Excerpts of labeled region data
+--

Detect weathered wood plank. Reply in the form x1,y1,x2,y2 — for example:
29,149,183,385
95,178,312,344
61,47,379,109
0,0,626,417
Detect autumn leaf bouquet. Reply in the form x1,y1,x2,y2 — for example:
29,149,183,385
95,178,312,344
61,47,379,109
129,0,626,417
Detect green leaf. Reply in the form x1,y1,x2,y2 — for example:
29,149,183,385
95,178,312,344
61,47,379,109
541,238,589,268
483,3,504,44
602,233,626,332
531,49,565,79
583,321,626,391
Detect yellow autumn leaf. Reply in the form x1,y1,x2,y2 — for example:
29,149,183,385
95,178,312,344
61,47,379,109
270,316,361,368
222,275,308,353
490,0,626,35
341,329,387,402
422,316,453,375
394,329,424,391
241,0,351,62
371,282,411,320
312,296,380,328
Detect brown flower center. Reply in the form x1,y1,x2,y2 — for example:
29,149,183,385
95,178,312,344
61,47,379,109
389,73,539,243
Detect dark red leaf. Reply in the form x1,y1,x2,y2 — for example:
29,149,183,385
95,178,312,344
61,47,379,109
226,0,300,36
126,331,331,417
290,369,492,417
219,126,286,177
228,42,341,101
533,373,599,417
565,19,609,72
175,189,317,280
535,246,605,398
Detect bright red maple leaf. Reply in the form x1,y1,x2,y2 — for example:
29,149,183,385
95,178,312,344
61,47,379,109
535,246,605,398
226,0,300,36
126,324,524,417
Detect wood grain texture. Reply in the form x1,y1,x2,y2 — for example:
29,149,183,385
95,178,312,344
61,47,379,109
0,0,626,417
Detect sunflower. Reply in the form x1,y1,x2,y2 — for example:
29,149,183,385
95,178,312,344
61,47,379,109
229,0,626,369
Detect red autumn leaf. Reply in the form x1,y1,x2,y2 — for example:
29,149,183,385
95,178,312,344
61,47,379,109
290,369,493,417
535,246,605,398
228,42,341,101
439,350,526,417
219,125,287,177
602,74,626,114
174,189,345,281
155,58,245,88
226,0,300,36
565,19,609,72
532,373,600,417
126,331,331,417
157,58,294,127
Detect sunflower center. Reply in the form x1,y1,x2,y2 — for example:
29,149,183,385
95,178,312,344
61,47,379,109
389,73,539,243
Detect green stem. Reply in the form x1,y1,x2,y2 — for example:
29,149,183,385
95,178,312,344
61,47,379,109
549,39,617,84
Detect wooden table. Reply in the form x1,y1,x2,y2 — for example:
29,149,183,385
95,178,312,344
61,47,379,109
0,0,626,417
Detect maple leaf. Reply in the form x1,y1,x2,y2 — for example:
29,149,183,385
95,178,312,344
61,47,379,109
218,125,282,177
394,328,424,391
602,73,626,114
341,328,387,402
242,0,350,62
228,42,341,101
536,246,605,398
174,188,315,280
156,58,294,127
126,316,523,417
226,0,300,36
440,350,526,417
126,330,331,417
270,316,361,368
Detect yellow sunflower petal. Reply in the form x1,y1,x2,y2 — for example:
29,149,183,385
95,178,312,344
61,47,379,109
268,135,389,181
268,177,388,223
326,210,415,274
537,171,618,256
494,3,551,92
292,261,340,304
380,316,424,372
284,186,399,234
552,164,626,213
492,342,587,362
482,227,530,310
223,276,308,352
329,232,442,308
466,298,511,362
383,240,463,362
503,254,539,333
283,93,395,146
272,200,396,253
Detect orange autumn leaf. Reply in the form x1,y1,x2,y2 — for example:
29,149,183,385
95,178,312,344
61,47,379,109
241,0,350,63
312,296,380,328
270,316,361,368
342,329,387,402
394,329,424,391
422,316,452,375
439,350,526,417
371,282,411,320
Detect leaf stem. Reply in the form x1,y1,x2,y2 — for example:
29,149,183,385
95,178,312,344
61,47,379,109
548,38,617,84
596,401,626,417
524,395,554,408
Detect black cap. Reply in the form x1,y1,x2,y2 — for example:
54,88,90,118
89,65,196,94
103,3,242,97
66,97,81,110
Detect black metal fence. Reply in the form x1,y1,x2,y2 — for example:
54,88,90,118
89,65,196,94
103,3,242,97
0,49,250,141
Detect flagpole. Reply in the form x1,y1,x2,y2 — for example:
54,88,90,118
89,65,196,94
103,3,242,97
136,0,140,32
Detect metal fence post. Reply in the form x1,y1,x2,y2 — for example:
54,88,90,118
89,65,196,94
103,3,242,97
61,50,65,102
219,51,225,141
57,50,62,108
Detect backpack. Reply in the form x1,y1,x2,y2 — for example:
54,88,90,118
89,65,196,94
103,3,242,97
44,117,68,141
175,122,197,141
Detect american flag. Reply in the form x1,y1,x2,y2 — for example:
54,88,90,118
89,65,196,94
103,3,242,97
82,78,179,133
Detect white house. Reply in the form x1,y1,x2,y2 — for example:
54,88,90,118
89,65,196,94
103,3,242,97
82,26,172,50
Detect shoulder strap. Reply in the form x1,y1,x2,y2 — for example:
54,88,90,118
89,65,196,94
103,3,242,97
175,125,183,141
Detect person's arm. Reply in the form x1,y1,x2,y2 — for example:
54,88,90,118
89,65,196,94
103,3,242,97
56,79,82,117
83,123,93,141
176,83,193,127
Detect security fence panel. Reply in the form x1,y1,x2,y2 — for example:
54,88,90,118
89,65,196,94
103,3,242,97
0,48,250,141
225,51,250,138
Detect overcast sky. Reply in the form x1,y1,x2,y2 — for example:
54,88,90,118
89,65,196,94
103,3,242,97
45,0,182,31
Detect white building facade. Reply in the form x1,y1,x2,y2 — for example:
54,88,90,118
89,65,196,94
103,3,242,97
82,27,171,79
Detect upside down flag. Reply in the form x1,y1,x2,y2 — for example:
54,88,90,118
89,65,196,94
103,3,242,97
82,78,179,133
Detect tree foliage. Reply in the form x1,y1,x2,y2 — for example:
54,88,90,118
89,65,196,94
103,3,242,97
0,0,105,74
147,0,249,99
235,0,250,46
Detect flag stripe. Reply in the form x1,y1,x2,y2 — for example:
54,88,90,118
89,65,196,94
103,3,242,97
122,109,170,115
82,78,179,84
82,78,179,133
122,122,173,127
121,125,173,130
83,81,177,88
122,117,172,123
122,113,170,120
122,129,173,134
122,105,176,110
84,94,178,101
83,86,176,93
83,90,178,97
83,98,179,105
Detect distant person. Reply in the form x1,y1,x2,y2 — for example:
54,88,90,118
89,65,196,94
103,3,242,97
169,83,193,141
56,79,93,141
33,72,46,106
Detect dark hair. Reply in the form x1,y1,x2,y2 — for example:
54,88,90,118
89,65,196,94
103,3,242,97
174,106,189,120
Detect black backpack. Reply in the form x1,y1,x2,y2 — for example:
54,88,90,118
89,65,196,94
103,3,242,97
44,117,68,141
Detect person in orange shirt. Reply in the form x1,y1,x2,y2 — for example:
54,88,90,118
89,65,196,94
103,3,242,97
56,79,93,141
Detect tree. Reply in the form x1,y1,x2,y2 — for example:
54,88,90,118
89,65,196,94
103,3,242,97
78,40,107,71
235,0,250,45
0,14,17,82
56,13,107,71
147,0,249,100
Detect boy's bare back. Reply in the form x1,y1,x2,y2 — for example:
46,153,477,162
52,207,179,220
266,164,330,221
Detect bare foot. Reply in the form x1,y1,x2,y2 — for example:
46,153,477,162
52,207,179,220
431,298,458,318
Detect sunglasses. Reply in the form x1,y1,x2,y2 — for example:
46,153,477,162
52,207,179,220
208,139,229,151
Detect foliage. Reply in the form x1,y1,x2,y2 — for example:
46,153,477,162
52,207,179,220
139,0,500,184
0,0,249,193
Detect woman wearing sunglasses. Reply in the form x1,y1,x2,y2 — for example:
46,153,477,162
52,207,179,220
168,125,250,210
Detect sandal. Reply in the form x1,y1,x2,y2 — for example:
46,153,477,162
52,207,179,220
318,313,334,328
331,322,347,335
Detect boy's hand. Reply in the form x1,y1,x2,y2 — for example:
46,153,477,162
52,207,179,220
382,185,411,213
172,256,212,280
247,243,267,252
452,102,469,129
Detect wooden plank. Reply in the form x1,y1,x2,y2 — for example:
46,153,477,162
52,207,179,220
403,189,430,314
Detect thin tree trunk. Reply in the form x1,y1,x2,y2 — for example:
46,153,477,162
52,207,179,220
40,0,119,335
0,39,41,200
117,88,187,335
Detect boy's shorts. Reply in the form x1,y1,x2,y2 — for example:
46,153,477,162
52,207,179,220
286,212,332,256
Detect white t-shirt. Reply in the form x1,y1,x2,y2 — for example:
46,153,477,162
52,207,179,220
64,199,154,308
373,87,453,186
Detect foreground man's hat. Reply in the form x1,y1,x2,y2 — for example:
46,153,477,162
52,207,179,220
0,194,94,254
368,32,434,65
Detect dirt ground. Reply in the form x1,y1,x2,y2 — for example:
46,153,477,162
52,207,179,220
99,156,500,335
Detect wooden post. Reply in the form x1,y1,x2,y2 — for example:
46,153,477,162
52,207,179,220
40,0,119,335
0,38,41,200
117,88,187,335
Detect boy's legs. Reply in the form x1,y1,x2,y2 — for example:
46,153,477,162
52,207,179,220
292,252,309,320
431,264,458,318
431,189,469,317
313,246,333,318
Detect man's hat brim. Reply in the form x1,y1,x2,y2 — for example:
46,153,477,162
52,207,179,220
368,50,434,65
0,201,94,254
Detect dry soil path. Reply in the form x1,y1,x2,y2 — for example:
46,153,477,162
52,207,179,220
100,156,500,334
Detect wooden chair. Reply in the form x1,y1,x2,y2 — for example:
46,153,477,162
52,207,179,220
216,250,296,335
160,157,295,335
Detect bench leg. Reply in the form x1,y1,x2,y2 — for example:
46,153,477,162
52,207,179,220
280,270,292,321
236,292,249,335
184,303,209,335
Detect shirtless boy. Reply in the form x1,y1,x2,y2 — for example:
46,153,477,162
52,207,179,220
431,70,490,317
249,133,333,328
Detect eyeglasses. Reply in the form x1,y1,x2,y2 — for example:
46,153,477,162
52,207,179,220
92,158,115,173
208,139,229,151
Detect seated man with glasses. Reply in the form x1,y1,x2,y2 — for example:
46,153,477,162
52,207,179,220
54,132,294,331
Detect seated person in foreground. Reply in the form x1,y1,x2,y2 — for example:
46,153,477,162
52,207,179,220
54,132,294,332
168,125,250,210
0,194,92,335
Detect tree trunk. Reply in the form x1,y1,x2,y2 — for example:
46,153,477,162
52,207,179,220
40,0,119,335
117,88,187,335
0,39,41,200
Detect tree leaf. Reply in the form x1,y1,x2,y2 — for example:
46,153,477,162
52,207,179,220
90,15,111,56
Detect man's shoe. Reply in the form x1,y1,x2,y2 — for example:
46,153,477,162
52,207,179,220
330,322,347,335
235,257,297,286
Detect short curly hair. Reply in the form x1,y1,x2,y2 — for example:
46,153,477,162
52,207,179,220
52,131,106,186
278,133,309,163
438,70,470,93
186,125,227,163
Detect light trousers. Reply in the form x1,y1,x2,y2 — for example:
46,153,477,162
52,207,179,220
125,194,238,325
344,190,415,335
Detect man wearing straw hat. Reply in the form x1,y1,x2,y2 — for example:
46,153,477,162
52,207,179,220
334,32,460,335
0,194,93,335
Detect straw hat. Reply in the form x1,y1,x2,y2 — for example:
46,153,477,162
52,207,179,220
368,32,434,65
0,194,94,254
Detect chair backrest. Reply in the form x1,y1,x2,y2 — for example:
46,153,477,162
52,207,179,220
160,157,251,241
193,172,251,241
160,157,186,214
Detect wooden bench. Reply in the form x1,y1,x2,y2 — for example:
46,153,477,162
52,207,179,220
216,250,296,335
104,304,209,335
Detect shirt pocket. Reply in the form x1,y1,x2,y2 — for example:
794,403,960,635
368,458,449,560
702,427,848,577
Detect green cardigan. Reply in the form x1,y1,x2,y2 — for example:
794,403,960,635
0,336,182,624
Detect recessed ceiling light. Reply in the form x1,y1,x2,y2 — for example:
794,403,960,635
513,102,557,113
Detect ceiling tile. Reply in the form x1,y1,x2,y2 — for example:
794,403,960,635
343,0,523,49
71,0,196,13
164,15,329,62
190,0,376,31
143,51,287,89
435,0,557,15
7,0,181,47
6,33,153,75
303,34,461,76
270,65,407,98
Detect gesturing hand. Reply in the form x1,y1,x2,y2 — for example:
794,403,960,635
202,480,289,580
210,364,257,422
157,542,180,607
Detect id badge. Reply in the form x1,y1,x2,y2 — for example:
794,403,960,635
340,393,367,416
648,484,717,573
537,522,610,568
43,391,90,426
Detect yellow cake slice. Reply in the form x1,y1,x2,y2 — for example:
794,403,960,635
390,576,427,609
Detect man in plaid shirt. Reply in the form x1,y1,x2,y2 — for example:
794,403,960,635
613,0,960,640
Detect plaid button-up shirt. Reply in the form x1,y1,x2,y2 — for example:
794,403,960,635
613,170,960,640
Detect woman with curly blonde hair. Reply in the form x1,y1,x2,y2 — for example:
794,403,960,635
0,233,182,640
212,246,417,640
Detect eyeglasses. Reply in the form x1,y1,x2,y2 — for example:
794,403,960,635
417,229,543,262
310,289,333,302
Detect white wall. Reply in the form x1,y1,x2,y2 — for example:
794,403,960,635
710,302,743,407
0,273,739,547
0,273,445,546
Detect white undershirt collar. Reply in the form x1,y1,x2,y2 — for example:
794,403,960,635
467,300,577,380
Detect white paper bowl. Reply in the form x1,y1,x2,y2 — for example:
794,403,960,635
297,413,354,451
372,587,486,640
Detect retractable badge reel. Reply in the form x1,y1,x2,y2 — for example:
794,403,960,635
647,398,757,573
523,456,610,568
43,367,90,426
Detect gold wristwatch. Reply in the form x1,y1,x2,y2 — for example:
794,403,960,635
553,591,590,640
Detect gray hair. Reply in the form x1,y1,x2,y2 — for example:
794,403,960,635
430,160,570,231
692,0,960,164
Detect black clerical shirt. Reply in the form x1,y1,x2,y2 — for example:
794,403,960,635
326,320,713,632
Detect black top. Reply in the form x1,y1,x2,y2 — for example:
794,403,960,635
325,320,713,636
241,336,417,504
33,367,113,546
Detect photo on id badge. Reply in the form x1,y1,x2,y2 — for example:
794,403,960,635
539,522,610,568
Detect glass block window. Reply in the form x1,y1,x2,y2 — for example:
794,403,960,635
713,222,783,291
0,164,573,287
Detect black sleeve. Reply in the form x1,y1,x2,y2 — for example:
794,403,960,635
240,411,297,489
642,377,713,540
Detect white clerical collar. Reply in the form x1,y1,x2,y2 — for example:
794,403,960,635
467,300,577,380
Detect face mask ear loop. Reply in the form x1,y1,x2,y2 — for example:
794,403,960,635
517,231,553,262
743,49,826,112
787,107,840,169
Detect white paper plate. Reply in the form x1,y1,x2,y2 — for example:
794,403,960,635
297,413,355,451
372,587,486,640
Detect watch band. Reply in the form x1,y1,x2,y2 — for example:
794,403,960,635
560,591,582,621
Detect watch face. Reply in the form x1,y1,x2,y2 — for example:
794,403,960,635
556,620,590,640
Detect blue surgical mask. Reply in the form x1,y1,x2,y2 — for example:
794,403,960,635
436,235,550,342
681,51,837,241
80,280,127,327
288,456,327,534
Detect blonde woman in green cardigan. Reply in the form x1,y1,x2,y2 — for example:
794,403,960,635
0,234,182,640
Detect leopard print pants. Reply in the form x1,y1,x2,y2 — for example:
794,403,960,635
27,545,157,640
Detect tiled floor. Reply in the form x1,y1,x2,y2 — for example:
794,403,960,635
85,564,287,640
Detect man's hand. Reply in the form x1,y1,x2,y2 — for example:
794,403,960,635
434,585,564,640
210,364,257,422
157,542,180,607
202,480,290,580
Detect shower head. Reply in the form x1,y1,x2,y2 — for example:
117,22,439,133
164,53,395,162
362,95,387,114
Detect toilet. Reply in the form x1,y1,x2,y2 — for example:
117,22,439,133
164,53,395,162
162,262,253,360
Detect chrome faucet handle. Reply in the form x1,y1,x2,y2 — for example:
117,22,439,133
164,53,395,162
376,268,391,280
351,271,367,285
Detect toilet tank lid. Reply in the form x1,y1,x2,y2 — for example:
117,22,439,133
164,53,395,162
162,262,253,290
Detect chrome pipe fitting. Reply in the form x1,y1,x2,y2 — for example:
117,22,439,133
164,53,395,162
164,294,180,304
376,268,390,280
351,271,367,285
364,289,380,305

+--

What to produce » Find each line in the data that contains the string "plaid" and copy it out. Case counts.

Solution to the exercise »
Detect man in plaid shirt. Reply in the form x1,y1,x2,y2 — for example:
Detect plaid button-up shirt. Reply in the form x1,y1,x2,y2 — for example:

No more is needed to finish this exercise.